#### [PROBLEM STATEMENT]
Would you restate, exactly as they appear, the lines from the one containing "Target: man in red shirt" through the end of the data below?

Point annotation dataset records:
──────
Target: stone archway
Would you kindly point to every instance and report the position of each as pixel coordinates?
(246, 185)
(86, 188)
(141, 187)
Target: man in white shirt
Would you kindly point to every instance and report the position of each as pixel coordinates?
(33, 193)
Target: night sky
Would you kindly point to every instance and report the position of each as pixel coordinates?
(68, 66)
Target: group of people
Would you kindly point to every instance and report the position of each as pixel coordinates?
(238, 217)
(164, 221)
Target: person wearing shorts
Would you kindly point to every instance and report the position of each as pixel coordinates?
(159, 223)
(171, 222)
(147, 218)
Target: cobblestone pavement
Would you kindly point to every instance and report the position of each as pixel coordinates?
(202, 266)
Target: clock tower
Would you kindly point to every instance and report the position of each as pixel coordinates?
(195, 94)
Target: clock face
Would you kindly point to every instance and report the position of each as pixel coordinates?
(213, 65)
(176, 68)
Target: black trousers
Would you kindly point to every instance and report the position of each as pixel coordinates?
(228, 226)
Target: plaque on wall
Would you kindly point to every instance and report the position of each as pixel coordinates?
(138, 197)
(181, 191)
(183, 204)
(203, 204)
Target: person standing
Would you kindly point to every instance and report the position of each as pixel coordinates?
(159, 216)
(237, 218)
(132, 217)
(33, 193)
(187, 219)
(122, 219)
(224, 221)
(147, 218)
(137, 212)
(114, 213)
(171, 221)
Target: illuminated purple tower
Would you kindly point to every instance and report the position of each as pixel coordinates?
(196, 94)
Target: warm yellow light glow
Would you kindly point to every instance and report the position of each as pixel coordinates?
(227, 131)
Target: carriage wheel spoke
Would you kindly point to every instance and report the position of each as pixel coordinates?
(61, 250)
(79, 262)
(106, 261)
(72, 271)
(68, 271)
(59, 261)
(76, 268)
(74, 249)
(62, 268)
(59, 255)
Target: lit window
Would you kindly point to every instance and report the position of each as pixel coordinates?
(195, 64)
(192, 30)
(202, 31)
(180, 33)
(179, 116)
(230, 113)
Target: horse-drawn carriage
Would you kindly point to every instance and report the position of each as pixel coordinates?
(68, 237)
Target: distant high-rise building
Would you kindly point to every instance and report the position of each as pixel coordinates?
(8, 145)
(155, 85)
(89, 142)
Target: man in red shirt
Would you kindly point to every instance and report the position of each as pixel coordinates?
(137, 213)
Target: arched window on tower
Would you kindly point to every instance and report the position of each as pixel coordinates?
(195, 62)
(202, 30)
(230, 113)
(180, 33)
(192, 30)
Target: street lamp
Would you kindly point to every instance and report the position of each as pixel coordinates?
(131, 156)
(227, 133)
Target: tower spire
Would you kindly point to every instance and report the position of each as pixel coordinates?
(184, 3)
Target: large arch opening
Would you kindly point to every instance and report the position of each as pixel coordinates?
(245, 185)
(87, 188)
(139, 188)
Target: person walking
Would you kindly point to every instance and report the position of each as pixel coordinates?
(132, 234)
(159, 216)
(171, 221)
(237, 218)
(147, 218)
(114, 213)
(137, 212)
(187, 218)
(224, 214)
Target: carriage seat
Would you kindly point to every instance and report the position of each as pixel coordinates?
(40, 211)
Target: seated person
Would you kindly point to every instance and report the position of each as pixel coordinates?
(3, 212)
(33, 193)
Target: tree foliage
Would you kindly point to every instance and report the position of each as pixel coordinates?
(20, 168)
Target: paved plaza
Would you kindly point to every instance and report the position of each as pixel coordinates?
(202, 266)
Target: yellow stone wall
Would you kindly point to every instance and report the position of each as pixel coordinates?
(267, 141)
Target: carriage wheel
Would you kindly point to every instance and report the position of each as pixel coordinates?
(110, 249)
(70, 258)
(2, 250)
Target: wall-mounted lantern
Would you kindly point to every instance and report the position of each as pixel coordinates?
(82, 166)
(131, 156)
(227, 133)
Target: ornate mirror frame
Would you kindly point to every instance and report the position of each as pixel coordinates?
──────
#### [ANSWER TO THIS TASK]
Target: man in red shirt
Would you kindly point to every instance and report the position of each as pixel coordinates?
(137, 213)
Target: arched window on tower
Would you kindly point to every instance and report the position of each as pixel coordinates?
(195, 62)
(202, 30)
(230, 113)
(180, 33)
(192, 30)
Target: street lamp
Would you kindly point to every instance and report the position of each as pixel coordinates?
(131, 156)
(227, 133)
Target: tower spire
Would you kindly point to every instance and report the position of each as pixel coordinates?
(184, 3)
Target: large arch opening
Would you kindly point to every instance and report the position of each as pixel coordinates?
(245, 185)
(87, 188)
(139, 188)
Target: person walking
Would you kindly point to every instance and report the position of each as pixel coordinates?
(132, 234)
(159, 216)
(171, 221)
(237, 218)
(147, 218)
(114, 213)
(137, 212)
(187, 218)
(224, 214)
Target: carriage seat
Would you kindly point to every instance and report the position of each as pixel coordinates?
(40, 211)
Target: seated person
Would you kindly point to every instance and report the position of each as pixel coordinates?
(3, 212)
(33, 193)
Target: tree foliage
Would you kindly point to every instance and report the position of each as pixel coordinates?
(20, 168)
Target: paved plaza
Would you kindly point to every instance and report the position of each as pixel coordinates?
(202, 266)
Target: yellow stone wall
Would you kindly point to every instance and report the position of each as pixel coordinates?
(267, 141)
Target: carriage wheel
Would you kindly point to every instance and report the position of each as pixel coordinates?
(110, 249)
(70, 258)
(2, 250)
Target: wall-mounted lantern
Would you kindly point to every instance and report the position of each as pixel coordinates?
(82, 166)
(131, 156)
(227, 133)
Target: ornate mirror frame
Would you kindly point to every instance and report the position of each as pixel coordinates?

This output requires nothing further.